◆ **SUPPLIED RECORDS**
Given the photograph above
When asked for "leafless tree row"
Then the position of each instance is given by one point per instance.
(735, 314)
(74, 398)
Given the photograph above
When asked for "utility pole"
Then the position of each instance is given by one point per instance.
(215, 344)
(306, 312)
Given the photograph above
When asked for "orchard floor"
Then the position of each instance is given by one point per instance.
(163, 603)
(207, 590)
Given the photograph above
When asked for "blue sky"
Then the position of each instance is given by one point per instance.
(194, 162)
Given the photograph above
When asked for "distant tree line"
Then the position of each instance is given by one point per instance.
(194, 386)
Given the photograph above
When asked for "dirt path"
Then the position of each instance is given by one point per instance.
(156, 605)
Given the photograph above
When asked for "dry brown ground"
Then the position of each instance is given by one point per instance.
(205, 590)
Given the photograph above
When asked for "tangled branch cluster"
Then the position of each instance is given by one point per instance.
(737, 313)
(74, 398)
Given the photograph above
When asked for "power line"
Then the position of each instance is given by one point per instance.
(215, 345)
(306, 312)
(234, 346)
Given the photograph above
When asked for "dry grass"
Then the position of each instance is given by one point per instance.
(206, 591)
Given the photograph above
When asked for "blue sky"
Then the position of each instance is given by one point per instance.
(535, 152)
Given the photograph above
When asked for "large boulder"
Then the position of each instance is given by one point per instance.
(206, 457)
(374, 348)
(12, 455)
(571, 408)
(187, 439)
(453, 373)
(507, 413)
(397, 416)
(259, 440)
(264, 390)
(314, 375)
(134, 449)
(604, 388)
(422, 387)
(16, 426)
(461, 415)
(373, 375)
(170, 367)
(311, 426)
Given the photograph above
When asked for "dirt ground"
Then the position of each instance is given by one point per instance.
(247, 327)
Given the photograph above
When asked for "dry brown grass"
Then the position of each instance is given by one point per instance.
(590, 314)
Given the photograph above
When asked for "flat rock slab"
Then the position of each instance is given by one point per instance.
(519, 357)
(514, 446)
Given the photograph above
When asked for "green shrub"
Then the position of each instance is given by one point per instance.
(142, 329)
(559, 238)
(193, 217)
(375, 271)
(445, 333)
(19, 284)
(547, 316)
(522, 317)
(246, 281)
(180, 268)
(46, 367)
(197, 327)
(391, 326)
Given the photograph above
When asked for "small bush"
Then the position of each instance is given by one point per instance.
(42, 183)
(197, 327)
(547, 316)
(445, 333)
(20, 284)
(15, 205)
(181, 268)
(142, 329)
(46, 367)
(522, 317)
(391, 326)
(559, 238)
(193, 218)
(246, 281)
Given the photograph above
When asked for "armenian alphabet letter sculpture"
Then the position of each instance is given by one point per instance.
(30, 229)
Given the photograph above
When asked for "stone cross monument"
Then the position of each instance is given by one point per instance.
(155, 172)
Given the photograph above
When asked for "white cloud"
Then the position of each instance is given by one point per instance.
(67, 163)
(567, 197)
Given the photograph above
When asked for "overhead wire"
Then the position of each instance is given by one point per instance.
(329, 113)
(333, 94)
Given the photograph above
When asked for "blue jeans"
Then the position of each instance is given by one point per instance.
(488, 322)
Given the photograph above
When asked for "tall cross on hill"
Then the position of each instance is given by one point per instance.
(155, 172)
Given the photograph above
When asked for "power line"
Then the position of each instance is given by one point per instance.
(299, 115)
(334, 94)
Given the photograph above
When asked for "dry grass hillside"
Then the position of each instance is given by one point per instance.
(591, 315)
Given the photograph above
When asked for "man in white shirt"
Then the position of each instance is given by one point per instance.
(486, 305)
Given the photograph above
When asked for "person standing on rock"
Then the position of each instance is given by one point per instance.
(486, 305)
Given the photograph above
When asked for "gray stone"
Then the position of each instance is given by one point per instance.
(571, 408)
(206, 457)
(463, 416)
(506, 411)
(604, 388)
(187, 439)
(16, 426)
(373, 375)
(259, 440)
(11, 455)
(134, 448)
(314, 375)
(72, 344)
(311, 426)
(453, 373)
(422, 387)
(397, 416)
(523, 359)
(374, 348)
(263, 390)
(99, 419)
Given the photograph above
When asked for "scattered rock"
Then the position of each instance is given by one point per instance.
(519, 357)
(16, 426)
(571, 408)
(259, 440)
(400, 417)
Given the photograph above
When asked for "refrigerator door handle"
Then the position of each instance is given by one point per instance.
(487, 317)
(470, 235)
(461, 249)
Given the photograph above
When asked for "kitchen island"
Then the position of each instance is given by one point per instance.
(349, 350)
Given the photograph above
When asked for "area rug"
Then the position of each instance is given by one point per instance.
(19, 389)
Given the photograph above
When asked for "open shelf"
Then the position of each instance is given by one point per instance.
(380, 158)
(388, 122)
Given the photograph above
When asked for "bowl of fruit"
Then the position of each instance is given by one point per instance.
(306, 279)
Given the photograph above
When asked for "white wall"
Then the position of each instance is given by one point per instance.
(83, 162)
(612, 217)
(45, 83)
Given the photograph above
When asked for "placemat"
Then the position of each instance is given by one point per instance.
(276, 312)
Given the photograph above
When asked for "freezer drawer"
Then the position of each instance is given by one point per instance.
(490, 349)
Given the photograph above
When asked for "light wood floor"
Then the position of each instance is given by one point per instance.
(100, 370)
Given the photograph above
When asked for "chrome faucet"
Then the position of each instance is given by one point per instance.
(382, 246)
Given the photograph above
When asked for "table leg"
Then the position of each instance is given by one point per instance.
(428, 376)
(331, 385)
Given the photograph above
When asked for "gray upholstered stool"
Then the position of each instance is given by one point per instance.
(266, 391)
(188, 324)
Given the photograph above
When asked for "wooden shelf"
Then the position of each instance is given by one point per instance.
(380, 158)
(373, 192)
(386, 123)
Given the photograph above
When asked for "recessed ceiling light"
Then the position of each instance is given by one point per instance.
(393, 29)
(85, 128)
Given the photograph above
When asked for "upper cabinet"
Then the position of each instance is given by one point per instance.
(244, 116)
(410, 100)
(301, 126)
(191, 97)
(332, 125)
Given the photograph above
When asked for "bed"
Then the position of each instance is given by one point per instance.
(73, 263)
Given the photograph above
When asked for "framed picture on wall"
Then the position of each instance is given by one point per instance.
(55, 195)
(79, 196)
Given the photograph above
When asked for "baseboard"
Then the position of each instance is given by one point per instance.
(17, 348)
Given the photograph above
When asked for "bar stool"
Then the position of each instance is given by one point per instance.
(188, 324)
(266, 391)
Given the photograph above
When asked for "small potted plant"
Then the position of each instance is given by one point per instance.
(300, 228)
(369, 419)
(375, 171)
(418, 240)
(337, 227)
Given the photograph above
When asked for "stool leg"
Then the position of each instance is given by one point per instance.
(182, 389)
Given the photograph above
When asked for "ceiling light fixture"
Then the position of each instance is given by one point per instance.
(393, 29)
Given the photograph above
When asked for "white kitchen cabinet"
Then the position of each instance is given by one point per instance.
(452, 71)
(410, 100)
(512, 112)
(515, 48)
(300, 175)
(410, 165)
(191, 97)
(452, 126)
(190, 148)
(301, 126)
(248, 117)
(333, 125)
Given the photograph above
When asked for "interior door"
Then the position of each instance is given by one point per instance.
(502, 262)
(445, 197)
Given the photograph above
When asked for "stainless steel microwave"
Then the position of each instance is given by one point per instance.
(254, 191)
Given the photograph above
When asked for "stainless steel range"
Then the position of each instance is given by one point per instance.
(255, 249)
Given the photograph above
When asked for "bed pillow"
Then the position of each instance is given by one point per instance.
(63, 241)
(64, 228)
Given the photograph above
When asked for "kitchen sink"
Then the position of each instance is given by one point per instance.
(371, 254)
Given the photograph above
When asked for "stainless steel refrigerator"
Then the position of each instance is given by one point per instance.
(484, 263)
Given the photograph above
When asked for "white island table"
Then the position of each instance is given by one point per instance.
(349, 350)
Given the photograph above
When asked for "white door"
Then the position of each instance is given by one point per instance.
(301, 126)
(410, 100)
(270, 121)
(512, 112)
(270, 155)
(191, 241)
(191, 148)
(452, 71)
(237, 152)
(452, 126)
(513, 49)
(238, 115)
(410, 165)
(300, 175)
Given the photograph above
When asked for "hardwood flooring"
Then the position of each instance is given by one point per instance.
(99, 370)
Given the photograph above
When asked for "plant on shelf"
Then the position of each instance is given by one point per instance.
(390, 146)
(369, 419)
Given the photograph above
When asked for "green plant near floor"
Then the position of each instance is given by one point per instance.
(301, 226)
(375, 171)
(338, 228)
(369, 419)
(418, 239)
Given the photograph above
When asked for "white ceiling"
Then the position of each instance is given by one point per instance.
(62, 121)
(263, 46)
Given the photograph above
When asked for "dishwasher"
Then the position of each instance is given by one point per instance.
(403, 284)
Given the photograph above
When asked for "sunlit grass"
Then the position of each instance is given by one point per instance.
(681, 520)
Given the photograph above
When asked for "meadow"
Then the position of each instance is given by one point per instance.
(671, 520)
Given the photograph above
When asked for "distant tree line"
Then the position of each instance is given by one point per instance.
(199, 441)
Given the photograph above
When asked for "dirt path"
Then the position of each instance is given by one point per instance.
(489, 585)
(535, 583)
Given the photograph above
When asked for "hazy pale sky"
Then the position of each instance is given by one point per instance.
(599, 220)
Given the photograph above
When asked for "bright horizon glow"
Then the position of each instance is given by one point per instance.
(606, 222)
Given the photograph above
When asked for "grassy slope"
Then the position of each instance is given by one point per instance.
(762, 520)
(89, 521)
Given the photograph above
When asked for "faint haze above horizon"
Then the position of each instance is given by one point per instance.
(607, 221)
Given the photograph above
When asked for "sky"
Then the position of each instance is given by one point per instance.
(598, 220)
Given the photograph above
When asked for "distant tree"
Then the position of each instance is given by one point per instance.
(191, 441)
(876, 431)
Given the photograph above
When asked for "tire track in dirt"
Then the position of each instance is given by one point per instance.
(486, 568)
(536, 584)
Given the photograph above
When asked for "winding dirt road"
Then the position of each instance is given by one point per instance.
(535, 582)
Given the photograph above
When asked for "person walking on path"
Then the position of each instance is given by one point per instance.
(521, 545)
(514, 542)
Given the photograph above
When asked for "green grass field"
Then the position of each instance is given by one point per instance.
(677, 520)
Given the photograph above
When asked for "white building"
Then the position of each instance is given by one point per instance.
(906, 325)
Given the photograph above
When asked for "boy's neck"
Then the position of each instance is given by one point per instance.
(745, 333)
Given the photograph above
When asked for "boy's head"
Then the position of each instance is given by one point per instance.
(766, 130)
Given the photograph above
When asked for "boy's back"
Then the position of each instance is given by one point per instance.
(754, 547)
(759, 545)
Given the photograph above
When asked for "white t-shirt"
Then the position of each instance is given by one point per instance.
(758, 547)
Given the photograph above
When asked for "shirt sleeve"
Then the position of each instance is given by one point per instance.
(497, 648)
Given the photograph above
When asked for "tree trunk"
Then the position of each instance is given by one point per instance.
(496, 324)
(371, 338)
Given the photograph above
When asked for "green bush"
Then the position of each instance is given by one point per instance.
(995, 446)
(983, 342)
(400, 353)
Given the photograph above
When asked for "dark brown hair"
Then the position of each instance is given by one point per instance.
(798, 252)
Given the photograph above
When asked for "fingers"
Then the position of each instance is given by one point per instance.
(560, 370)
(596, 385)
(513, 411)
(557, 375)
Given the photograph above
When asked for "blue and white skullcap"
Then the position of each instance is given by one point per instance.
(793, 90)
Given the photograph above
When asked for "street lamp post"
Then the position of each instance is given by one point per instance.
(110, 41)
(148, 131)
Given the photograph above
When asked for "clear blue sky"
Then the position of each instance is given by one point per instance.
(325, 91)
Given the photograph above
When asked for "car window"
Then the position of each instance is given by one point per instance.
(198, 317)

◆ **WHAT IS BEING ASKED**
Write only the number of lines in the listing that hold the word "refrigerator".

◆ **YOUR RESPONSE**
2